* _Selection_:
☆ ☆ ☆ ☆ ☆ ☆ ☆
The conservative movement has scored historic gains but has yet to achieve several of its basic goals.
That’s the verdict of some of its founding fathers (and one important mother).
“We won the battle against communism, but I guess we’ve largely lost the battle against big government,” says Eagle Forum President Phyllis Schlafly, 79, who defied conventional wisdom by leading a women’s crusade that defeated the Equal Rights Amendment in the mid-1970s.
“And we’ve lost lots of our liberties,” says Mrs. Schlafly, a national leader of the conservative movement since 1964, when Sen. Barry Goldwater ran for the presidency as the Republican nominee.
Although Mr. Goldwater was soundly defeated by Lyndon B. Johnson in 1964, the Arizona Republican’s campaign was a watershed for political conservatism. Mr. Goldwater championed small government, lower taxes and global anticommunism.
Mrs. Schlafly is one in a small coterie of surviving founders who struggled for many years to popularize conservative politics and finally to elect Ronald Reagan as president for two terms beginning in 1980. They agree that Mr. Reagan remains the most admired figure of modern conservatism.
These movement founders also concur with the observation of William Rusher, former publisher of National Review magazine, that one of the most significant achievements has been that the “conservative movement has come to dominate the Republican Party totally.”
The growing conservative trend among Republicans has had an ironic effect on the Democratic Party, Mr. Rusher says, prompting a largely successful effort by liberal Democrats “to wipe out the last vestiges of conservatism” in their party.
At 80, Mr. Rusher, a senior fellow at the Claremont Institute for the Study of Statesmanship, is optimistic about the future of the conservative movement. This sentiment is echoed by Edwin J. Feulner, 62, president of the Heritage Foundation, who says that the conservative movement has achieved many of its original aims — both at home and abroad.
“The biggest achievements have been helping the people of Eastern Europe to become free, cutting taxes, reforming welfare and transforming the military,” says Mr. Feulner, who began his involvement in the movement 33 years ago as a young activist aide to Rep. Philip M. Crane, Illinois Republican.
☆ ☆ ☆ ☆ ☆ ☆ ☆
* _Supplied records_:

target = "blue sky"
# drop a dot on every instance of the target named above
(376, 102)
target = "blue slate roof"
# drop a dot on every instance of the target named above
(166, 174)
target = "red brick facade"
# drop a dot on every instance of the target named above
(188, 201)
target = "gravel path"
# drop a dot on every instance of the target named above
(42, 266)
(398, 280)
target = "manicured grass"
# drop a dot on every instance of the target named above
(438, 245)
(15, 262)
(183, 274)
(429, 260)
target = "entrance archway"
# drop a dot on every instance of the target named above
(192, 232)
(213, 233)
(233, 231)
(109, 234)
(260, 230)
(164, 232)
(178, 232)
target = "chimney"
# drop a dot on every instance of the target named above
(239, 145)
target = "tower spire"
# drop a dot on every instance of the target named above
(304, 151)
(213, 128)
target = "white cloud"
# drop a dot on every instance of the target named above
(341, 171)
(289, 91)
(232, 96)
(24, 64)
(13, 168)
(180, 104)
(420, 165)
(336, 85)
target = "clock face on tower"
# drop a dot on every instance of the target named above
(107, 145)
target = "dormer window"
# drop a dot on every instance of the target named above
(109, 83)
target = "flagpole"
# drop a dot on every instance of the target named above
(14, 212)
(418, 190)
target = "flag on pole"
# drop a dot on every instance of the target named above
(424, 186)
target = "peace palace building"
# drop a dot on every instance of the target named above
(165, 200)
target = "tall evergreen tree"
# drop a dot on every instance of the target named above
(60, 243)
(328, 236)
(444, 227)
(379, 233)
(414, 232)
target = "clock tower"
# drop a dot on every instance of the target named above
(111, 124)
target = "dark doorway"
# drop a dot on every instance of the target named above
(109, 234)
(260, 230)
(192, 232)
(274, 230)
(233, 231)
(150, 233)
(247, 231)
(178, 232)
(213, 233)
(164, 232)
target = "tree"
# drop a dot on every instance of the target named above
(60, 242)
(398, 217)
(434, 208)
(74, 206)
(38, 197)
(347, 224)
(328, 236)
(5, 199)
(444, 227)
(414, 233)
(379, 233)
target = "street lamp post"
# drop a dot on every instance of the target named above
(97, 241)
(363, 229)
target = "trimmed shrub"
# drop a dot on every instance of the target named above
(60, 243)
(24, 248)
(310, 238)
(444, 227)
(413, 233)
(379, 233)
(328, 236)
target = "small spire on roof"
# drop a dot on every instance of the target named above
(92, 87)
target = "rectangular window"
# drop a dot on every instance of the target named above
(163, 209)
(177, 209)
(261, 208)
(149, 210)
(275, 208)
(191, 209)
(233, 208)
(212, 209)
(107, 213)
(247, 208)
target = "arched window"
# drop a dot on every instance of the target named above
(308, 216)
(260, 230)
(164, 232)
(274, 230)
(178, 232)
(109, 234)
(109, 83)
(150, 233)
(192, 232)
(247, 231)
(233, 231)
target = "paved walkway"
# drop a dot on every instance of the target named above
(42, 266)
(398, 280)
☆ ☆ ☆ ☆ ☆ ☆ ☆
* _Things to do_:
1. Show each line of the listing that contains the string "roof".
2. Pick up the article on the conservative movement after its last sentence and keep writing.
The article on the conservative movement and the listing come from unrelated sources.

* _Answers to the tasks_:
1.
target = "blue slate roof"
target = "small spire on roof"

2.
Despite its successes, some of these leaders are troubled by the failure of the conservative movement to secure one of its major goals: the rolling back of big government entitlement programs.
“What attracted me to conservatism in 1959 was the idea that maybe we could turn back the leviathan government that was taking away our liberties,” says Donald J. Devine, 66, an official in the Reagan administration.
“How little did I know we were living in a system with less federal presence and interference than we have now — 44 years later,” Mr. Devine says.
Other leaders, such as Richard A. Viguerie, 69, recognized for his pioneering direct-mail fund raising for the conservative movement, worry that conservatism has paid a price for its political success.
“Today we have a situation we haven’t faced since the presidency of Ronald Reagan,” Mr. Viguerie says. “When your own people are presumed to be in power, it is much more difficult to build a movement. During the Reagan years, we at least had leaders such as [North Carolina Sen. Jesse] Helms who consciously stuck to the conservative agenda.”
One political reality, Mr. Viguerie says, is that the “conservatives in Congress today are not movement players. They are part of the Republican team assembled by President Bush and [Bush chief strategist] Karl Rove. No matter how much overlap there may be between the two agendas, their first allegiance is to the Republican Party rather than the conservative movement.”
One of the greatest impediments to the success of the movement, some leaders suggest, was the fundamental incompatibility between two of its major goals — scaling back the size and scope of the federal government and waging an aggressive foreign policy to defeat communism around the world.
“In the early years, there were no ‘big government conservatives’ around — at least no one who would admit to being that,” Mr. Viguerie says. “We all believed we were fighting to roll back the welfare state and return to constitutional government.
“The problem was, how do you accomplish that if you’re also fighting communism, which requires increased expenditures and a bigger role for government in the national economy?” Mr. Viguerie asks.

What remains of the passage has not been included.